## INSTRUCTION A
Answer these questions from the watch-fraud report below:
(i) How long is the prison sentence the man received?
(ii) Which news outlet reported the case after sentencing?
(iii) What did Singh hand over along with the €55,000 in cash?

## PASSAGE TO READ
__________

In a single afternoon in Bencoolen, a 24-year-old Italian managed to walk straight into what lawyers call an “impossible attempt” – the legal equivalent of trying to steal from an empty pocket and still getting arrested for it.
The short version sounds almost like fiction. He tried to cheat a Singapore watch dealer by passing off what he believed was a fake Rolex GMT Saru. The problem was simple: the watch wasn’t fake. It was authentic. And that misunderstanding has now cost him seven months in a Singapore prison.
The case, reported by Channel News Asia after sentencing, plays out less like a sophisticated heist and more like a chain reaction of bad judgment inside the high-stakes, high-paranoia world of luxury watch trading.

A “dud” watch that wasn’t
Earlier in 2025, Singh acquired a Rolex GMT Saru from an acquaintance known only as “Matteo”. He paid €55,000 in cash and added a €5,000 Cartier bracelet, believing the watch had a resale value closer to €90,000.

__________

## INSTRUCTION B
Pick out every line of the records below that contains the string "mark".

## Stored items from a collection

__________

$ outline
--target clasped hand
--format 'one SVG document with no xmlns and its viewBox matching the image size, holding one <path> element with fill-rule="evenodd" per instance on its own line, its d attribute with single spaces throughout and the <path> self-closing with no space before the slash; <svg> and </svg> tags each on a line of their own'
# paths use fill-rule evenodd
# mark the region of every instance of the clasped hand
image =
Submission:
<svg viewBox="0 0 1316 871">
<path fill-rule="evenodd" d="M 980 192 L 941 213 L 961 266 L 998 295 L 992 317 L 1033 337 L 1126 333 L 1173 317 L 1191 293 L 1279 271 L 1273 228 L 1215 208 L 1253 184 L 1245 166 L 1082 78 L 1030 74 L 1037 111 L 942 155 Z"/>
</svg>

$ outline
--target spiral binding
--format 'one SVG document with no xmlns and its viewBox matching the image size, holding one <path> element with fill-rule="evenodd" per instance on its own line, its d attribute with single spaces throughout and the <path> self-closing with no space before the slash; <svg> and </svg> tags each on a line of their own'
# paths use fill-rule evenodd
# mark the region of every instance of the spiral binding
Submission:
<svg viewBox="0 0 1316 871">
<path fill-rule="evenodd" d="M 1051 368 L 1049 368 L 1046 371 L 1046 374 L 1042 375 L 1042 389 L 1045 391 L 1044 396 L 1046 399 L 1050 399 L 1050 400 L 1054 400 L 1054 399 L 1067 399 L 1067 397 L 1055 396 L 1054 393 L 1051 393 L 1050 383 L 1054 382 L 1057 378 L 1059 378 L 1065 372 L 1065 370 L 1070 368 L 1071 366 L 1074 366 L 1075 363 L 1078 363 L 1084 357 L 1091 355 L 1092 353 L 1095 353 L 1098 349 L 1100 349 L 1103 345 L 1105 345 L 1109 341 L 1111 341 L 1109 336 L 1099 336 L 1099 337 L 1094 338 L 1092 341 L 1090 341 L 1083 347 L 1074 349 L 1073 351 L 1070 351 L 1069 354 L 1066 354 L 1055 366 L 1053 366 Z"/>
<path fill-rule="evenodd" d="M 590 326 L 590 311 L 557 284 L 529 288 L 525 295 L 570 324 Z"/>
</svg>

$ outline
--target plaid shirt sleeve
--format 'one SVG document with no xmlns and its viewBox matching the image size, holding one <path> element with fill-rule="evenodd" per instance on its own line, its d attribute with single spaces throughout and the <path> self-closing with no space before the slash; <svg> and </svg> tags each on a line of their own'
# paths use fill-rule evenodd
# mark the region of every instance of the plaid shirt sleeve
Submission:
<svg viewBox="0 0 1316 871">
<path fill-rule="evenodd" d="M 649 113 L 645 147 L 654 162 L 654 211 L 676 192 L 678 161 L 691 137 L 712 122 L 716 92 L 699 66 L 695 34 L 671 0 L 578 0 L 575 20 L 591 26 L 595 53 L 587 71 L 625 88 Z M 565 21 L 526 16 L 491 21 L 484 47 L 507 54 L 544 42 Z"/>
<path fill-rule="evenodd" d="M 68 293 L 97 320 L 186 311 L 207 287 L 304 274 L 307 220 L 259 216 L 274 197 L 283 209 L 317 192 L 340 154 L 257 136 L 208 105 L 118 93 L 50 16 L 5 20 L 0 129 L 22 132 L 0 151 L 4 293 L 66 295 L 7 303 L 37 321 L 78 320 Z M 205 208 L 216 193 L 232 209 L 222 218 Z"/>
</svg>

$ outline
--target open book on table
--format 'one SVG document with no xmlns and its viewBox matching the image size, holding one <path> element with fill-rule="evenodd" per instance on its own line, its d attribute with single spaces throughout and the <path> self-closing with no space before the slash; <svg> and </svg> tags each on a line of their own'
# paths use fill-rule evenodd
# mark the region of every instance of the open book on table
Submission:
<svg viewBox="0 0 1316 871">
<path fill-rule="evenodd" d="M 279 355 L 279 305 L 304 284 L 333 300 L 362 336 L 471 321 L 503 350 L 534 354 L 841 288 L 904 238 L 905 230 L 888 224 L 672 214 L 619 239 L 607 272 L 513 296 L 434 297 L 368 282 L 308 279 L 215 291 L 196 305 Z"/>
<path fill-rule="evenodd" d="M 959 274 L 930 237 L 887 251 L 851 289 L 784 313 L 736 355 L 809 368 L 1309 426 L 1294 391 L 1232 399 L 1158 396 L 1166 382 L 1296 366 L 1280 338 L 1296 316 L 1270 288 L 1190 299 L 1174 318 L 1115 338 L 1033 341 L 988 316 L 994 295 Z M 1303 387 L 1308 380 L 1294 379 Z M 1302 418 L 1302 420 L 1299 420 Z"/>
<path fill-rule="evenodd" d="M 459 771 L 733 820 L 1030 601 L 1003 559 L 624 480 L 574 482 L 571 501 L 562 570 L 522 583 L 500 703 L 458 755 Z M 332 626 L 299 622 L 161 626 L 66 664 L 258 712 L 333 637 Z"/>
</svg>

__________

## FULL OUTPUT A
(i) Seven months.
(ii) Channel News Asia.
(iii) A €5,000 Cartier bracelet.

## FULL OUTPUT B
# mark the region of every instance of the clasped hand
# mark the region of every instance of the spiral binding
# mark the region of every instance of the plaid shirt sleeve
# mark the region of every instance of the open book on table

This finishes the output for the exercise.